Description of the task
Convert the material below into a Markdown table with the columns "No." and "Entry": put a running row number under "No." and each line under "Entry", and leave out blank lines.

Dataset entries
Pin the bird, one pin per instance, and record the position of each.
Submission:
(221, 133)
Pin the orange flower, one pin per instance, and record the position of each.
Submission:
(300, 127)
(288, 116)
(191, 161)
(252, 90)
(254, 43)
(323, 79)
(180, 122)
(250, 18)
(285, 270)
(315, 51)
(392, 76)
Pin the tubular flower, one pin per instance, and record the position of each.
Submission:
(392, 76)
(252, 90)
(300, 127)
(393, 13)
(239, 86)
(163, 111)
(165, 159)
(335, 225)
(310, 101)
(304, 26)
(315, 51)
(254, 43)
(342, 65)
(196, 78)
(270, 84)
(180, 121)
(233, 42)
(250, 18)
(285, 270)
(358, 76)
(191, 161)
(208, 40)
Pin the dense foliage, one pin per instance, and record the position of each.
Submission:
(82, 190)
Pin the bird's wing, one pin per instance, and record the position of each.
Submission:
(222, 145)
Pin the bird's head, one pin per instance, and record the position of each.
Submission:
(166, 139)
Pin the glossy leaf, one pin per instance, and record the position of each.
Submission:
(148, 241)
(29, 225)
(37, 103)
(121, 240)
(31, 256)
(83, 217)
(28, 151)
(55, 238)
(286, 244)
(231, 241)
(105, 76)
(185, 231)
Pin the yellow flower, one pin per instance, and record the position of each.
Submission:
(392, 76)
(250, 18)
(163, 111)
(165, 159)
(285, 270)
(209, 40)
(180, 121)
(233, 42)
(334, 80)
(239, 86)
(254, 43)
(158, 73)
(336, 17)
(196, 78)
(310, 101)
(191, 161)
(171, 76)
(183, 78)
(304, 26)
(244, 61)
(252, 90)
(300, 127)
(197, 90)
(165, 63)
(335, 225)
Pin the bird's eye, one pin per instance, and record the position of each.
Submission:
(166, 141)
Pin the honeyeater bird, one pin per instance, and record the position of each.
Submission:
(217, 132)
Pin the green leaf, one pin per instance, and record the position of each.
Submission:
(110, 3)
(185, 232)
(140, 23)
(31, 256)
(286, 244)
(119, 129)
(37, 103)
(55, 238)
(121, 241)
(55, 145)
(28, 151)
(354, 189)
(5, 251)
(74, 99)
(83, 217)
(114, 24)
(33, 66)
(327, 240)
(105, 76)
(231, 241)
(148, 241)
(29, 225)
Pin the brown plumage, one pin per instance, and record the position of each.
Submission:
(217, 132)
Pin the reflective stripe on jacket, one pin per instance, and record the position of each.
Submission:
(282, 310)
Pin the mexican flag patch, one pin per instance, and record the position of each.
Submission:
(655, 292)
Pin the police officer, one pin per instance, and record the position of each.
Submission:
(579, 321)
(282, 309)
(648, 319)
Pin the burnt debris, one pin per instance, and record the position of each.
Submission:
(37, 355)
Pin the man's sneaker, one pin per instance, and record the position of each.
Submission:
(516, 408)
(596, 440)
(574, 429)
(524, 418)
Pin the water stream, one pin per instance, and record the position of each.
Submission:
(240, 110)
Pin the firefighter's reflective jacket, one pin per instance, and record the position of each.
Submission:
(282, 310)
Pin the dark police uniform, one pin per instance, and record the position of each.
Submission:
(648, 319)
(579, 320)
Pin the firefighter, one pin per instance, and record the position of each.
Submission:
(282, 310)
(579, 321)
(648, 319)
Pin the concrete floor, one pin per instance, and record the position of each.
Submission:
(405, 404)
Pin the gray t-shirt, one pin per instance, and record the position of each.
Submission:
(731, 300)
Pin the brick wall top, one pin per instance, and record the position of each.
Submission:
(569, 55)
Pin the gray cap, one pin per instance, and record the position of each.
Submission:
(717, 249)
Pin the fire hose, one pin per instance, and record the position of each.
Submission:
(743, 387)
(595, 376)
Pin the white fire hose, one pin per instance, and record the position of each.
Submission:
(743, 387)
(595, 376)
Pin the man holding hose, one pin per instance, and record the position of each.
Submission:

Solution
| No. | Entry |
|---|---|
| 1 | Pin the bird, one pin per instance, and record the position of each. |
| 2 | Submission: |
| 3 | (221, 133) |
| 4 | Pin the orange flower, one pin per instance, and record the position of each. |
| 5 | Submission: |
| 6 | (300, 127) |
| 7 | (288, 116) |
| 8 | (191, 161) |
| 9 | (252, 90) |
| 10 | (254, 43) |
| 11 | (323, 79) |
| 12 | (180, 122) |
| 13 | (250, 18) |
| 14 | (285, 270) |
| 15 | (315, 51) |
| 16 | (392, 76) |
| 17 | Pin the tubular flower, one pin per instance, and record the position of each. |
| 18 | Submission: |
| 19 | (392, 76) |
| 20 | (252, 90) |
| 21 | (300, 127) |
| 22 | (393, 13) |
| 23 | (239, 86) |
| 24 | (163, 111) |
| 25 | (165, 159) |
| 26 | (335, 225) |
| 27 | (310, 101) |
| 28 | (304, 26) |
| 29 | (315, 51) |
| 30 | (254, 43) |
| 31 | (342, 65) |
| 32 | (196, 78) |
| 33 | (270, 84) |
| 34 | (180, 121) |
| 35 | (233, 42) |
| 36 | (250, 18) |
| 37 | (285, 270) |
| 38 | (358, 76) |
| 39 | (191, 161) |
| 40 | (208, 40) |
| 41 | Pin the dense foliage, one pin per instance, and record the position of each. |
| 42 | Submission: |
| 43 | (82, 190) |
| 44 | Pin the bird's wing, one pin per instance, and record the position of each. |
| 45 | Submission: |
| 46 | (222, 145) |
| 47 | Pin the bird's head, one pin per instance, and record the position of each. |
| 48 | Submission: |
| 49 | (166, 139) |
| 50 | Pin the glossy leaf, one pin per instance, and record the position of each. |
| 51 | Submission: |
| 52 | (148, 241) |
| 53 | (29, 225) |
| 54 | (37, 103) |
| 55 | (121, 240) |
| 56 | (31, 256) |
| 57 | (83, 217) |
| 58 | (28, 151) |
| 59 | (55, 238) |
| 60 | (286, 244) |
| 61 | (231, 241) |
| 62 | (105, 76) |
| 63 | (185, 231) |
| 64 | Pin the yellow flower, one pin per instance, and record the position of each. |
| 65 | Submission: |
| 66 | (392, 76) |
| 67 | (250, 18) |
| 68 | (163, 111) |
| 69 | (165, 159) |
| 70 | (285, 270) |
| 71 | (209, 40) |
| 72 | (180, 121) |
| 73 | (233, 42) |
| 74 | (334, 80) |
| 75 | (239, 86) |
| 76 | (254, 43) |
| 77 | (158, 73) |
| 78 | (336, 17) |
| 79 | (196, 78) |
| 80 | (310, 101) |
| 81 | (191, 161) |
| 82 | (171, 76) |
| 83 | (183, 78) |
| 84 | (304, 26) |
| 85 | (244, 61) |
| 86 | (252, 90) |
| 87 | (300, 127) |
| 88 | (197, 90) |
| 89 | (165, 63) |
| 90 | (335, 225) |
| 91 | Pin the bird's eye, one pin per instance, and record the position of each. |
| 92 | Submission: |
| 93 | (166, 141) |
| 94 | Pin the honeyeater bird, one pin per instance, and record the position of each. |
| 95 | Submission: |
| 96 | (217, 132) |
| 97 | Pin the green leaf, one pin per instance, and record the position of each. |
| 98 | Submission: |
| 99 | (110, 3) |
| 100 | (185, 232) |
| 101 | (140, 23) |
| 102 | (31, 256) |
| 103 | (286, 244) |
| 104 | (119, 129) |
| 105 | (37, 103) |
| 106 | (55, 238) |
| 107 | (121, 241) |
| 108 | (55, 145) |
| 109 | (28, 151) |
| 110 | (354, 189) |
| 111 | (5, 251) |
| 112 | (74, 99) |
| 113 | (83, 217) |
| 114 | (114, 24) |
| 115 | (33, 66) |
| 116 | (327, 240) |
| 117 | (105, 76) |
| 118 | (231, 241) |
| 119 | (148, 241) |
| 120 | (29, 225) |
| 121 | Pin the brown plumage, one pin per instance, and record the position of each. |
| 122 | Submission: |
| 123 | (217, 132) |
| 124 | Pin the reflective stripe on jacket, one pin per instance, and record the position of each. |
| 125 | Submission: |
| 126 | (282, 310) |
| 127 | Pin the mexican flag patch, one pin per instance, and record the position of each. |
| 128 | Submission: |
| 129 | (655, 292) |
| 130 | Pin the police officer, one pin per instance, and record the position of each. |
| 131 | Submission: |
| 132 | (579, 321) |
| 133 | (282, 309) |
| 134 | (648, 319) |
| 135 | Pin the burnt debris, one pin per instance, and record the position of each. |
| 136 | Submission: |
| 137 | (37, 355) |
| 138 | Pin the man's sneaker, one pin per instance, and record the position of each. |
| 139 | Submission: |
| 140 | (516, 408) |
| 141 | (596, 440) |
| 142 | (574, 429) |
| 143 | (524, 418) |
| 144 | Pin the water stream, one pin per instance, and record the position of each. |
| 145 | Submission: |
| 146 | (240, 110) |
| 147 | Pin the firefighter's reflective jacket, one pin per instance, and record the position of each. |
| 148 | Submission: |
| 149 | (282, 310) |
| 150 | Pin the dark police uniform, one pin per instance, and record the position of each. |
| 151 | Submission: |
| 152 | (648, 319) |
| 153 | (579, 320) |
| 154 | Pin the firefighter, one pin per instance, and record the position of each. |
| 155 | Submission: |
| 156 | (282, 310) |
| 157 | (579, 321) |
| 158 | (648, 319) |
| 159 | Pin the concrete floor, one pin per instance, and record the position of each. |
| 160 | Submission: |
| 161 | (405, 404) |
| 162 | Pin the gray t-shirt, one pin per instance, and record the position of each. |
| 163 | Submission: |
| 164 | (731, 300) |
| 165 | Pin the brick wall top, one pin per instance, and record the position of each. |
| 166 | Submission: |
| 167 | (569, 55) |
| 168 | Pin the gray cap, one pin per instance, and record the position of each. |
| 169 | Submission: |
| 170 | (717, 249) |
| 171 | Pin the fire hose, one pin per instance, and record the position of each. |
| 172 | Submission: |
| 173 | (743, 387) |
| 174 | (595, 376) |
| 175 | Pin the white fire hose, one pin per instance, and record the position of each. |
| 176 | Submission: |
| 177 | (743, 387) |
| 178 | (595, 376) |
| 179 | Pin the man holding hose, one pin per instance, and record the position of each. |
| 180 | Submission: |